Operational Implementation
Translating the GEO framework into practice: page design patterns, internal linking as knowledge graph architecture, structural auditing, and commercial strategy for generative SERPs.
Designing Sections for Retrieval
Section design is where the abstract principles of GEO become concrete editorial decisions. Every heading, opening sentence, and paragraph structure you choose either increases or decreases the retrievability of that section by generative systems. This chapter translates the core principles of extractability and entity reinforcement into repeatable design patterns that can be applied during content creation and during editorial review of existing content.
The Answer-First Template
The single most impactful structural pattern for GEO is the answer-first section. In traditional editorial writing, sections often build to their main point — introducing context, developing the argument, and arriving at the conclusion. In GEO-optimised content, the main point leads. Supporting context and evidence follow.
A well-designed answer-first section follows this sequence:
- Declarative answer sentence (1–2 sentences) — States the core claim directly. Contains the primary entity and the key fact or relationship. Self-contained enough to function as a standalone quote.
- Mechanism or explanation (2–4 sentences) — Explains how or why the claim is true. Introduces secondary entities and provides the logical structure.
- Evidence or example (optional, 1–3 sentences) — Grounds the claim in data, example, or observed pattern. Increases citation-worthiness.
- Implication or application (1–2 sentences) — Returns to the practical meaning of the claim. This is what a reader (and a generative system) would most likely paraphrase for use.

TASK PROMPT: Reproduce everything from "Operational Implementation" down to "for generative SERPs." in the text on GEO implementation, substituting "semantic network architecture" for each occurrence of "knowledge graph architecture".

GIVEN INFORMATION:
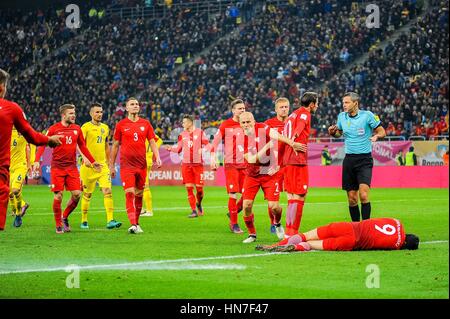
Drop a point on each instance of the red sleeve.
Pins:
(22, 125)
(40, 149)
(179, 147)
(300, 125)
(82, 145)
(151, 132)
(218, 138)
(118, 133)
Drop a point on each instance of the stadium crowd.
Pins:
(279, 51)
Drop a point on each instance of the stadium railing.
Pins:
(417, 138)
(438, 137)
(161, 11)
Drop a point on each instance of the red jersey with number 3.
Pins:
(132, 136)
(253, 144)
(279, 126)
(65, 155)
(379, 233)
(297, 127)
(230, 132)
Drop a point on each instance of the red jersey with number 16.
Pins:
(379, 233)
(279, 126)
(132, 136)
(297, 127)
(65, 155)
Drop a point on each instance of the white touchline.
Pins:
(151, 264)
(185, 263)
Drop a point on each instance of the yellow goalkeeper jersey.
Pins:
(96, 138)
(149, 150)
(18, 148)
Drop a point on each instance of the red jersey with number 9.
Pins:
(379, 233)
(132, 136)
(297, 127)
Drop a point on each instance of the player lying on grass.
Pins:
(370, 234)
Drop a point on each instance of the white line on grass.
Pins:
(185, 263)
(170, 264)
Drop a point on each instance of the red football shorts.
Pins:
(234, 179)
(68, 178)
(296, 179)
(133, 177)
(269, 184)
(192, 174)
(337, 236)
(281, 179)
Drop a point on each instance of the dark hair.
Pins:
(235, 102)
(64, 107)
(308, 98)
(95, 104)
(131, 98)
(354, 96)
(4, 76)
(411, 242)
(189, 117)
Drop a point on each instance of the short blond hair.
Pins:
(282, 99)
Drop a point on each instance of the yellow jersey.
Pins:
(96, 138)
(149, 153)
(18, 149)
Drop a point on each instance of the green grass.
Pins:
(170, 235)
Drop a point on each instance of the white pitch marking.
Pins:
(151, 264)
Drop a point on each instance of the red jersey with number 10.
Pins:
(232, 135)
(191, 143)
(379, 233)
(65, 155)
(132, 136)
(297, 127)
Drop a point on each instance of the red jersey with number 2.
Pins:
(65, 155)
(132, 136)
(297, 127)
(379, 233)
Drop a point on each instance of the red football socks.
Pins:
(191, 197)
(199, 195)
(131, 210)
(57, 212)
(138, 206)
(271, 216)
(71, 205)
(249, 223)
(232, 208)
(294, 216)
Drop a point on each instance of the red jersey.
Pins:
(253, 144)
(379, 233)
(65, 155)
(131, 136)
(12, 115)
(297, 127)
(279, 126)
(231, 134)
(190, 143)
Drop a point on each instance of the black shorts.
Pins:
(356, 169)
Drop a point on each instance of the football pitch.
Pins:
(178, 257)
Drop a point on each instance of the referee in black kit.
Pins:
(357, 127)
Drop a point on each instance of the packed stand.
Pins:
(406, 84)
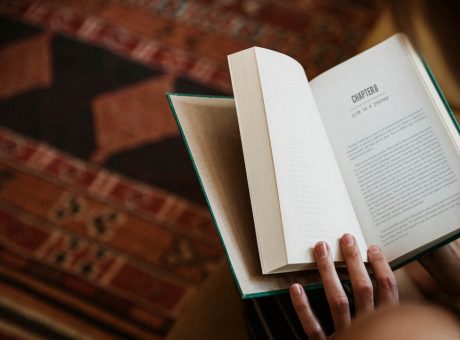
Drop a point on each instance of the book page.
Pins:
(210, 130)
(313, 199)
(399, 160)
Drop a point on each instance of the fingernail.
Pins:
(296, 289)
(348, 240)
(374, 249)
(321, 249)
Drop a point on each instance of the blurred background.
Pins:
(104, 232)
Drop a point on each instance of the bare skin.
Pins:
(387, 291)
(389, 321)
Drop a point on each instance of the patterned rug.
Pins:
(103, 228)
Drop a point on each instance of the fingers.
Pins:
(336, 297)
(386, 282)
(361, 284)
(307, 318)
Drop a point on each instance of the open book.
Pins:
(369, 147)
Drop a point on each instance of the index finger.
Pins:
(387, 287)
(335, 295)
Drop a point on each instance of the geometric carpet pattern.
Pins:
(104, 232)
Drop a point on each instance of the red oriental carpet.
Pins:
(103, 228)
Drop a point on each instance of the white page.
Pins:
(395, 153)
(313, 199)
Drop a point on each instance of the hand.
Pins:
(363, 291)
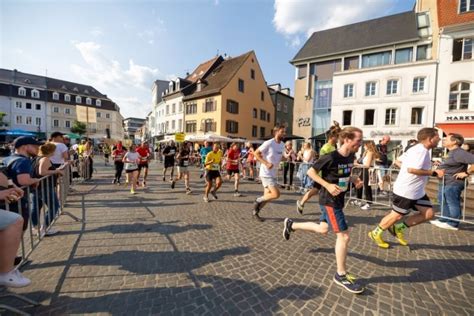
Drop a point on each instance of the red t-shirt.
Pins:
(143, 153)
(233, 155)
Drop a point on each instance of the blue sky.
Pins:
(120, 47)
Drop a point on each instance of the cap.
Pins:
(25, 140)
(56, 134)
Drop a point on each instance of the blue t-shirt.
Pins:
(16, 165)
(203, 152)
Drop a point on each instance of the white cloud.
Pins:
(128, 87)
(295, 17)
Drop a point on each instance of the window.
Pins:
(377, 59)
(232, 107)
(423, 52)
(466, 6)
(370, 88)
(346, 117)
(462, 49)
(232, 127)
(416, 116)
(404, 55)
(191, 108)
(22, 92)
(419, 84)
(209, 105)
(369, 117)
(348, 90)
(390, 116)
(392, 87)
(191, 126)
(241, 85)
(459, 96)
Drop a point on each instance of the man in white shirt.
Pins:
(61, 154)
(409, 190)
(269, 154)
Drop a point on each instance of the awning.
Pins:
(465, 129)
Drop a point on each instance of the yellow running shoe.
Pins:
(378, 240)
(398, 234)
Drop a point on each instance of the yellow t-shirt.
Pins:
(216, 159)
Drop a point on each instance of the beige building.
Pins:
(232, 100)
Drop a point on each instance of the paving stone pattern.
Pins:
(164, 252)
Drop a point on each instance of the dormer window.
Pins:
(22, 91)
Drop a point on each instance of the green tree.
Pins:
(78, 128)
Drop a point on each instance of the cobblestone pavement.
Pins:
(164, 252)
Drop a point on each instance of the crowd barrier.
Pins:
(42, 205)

WRITTEN RESPONSE:
Operational Implementation
Translating the GEO framework into practice: page design patterns, internal linking as semantic network architecture, structural auditing, and commercial strategy for generative SERPs.